The company is presenting the technology at Battery Show Europe in Stuttgart alongside expanded cell-to-cell barriers, venting foam mats, a busbar seal demonstrator, and previews of advanced battery cooling and heat pump components. The portfolio is aimed at automotive and general industrial battery systems, including EV platforms and stationary energy storage.

Battery cell caps occupy limited space inside the cell, but they carry several safety and manufacturing functions. They must seal the cell chemistry from the environment, support electrolyte filling, provide electrical insulation, contribute to mechanical integrity, and help manage safety requirements during fast charging or thermal runaway events.

Cell Caps 2 integrates the terminal in moulded rubber into the base plate of the cap. Liquid elastomer is injected into the gap between the poles and the cap base plate, bonding the components together to provide gas tightness, mechanical robustness, and electrical insulation. Freudenberg says the approach reduces the number of parts and mass, which can contribute to lower overall battery weight.

The company is also working on mass production of a round cell cap using the next-generation technology. Its manufacturing route draws on processes used for valve stem seals, a component Freudenberg already produces in very high volumes. Battery innovation often turns on this kind of industrial transfer, where a proven production method is adapted to a newer, more demanding application.

▶ Stated exercise A
Summarize the battery cell cap text in two sentences.

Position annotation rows
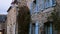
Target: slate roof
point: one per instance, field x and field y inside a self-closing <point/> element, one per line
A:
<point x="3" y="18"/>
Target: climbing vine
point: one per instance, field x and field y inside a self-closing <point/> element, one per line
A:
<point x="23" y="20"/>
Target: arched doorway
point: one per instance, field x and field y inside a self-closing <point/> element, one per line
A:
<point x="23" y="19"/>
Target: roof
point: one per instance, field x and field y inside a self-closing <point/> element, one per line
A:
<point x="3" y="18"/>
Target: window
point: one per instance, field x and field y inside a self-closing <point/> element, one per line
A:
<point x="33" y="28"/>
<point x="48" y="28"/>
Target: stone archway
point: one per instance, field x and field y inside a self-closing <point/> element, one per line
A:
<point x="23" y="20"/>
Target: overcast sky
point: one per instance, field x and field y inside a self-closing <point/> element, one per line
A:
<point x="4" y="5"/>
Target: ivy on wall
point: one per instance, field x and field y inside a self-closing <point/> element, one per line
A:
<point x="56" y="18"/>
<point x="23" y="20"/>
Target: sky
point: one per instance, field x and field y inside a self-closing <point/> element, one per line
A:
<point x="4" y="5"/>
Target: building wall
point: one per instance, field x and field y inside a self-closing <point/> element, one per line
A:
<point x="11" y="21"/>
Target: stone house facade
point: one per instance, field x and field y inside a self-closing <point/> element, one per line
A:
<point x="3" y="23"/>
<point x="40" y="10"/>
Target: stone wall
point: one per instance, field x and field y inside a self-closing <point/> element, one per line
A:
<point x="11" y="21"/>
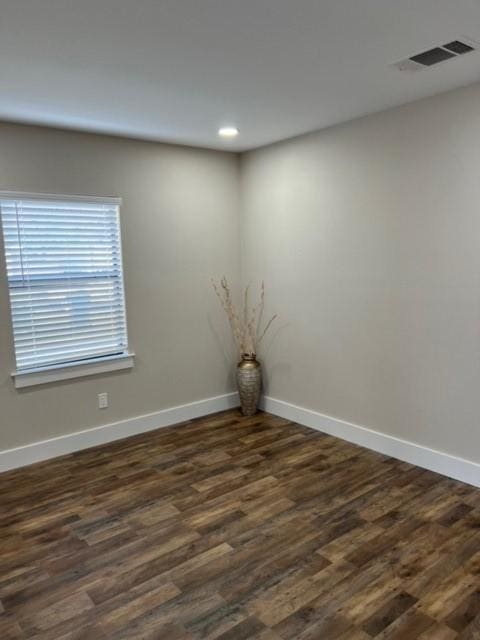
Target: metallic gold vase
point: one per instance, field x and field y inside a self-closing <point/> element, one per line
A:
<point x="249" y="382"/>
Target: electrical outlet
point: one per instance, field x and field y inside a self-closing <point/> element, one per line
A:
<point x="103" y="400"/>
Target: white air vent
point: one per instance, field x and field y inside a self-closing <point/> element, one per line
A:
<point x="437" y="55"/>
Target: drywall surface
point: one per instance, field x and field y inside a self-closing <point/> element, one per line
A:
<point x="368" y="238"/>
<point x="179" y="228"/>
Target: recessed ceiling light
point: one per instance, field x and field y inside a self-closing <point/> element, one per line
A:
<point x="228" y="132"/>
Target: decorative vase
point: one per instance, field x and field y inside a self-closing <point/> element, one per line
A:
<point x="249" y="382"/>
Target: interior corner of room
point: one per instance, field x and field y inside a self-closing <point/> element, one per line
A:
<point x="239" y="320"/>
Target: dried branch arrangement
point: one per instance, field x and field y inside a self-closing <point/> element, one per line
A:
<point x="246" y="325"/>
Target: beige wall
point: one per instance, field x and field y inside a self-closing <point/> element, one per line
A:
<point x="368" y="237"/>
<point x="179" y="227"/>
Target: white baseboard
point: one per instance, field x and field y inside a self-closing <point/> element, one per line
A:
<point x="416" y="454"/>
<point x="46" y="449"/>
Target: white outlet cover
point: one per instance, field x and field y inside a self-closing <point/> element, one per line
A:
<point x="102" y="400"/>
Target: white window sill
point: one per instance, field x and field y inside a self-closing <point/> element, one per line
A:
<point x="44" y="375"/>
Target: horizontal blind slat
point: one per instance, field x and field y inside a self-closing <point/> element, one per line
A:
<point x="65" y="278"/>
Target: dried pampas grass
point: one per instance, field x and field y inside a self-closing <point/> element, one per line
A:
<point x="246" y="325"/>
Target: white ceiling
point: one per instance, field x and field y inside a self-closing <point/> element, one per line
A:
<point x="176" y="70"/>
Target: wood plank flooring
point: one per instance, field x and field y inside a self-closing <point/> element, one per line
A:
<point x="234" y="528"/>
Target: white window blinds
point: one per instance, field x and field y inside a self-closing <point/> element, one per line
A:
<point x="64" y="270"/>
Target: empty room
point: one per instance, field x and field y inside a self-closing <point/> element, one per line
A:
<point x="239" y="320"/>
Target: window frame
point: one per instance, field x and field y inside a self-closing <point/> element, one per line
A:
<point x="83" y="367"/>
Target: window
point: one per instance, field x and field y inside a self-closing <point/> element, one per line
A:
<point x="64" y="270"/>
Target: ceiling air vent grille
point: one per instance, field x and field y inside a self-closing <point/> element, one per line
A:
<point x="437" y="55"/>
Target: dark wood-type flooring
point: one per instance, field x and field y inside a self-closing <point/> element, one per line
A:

▶ Stated exercise B
Give the number of lines in the rows that contain the string "window", counting only matches in the same case.

▶ Exercise response A
Cell Caps 2 integrates the terminal in molded rubber into the cap's base plate, with liquid elastomer injected between the poles and the base plate to provide gas tightness, mechanical robustness, and electrical insulation, an approach Freudenberg says reduces part count and mass. The company is also working on mass production of a round cell cap using this technology, drawing on processes it already uses at very high volumes for valve stem seals.

▶ Exercise response B
5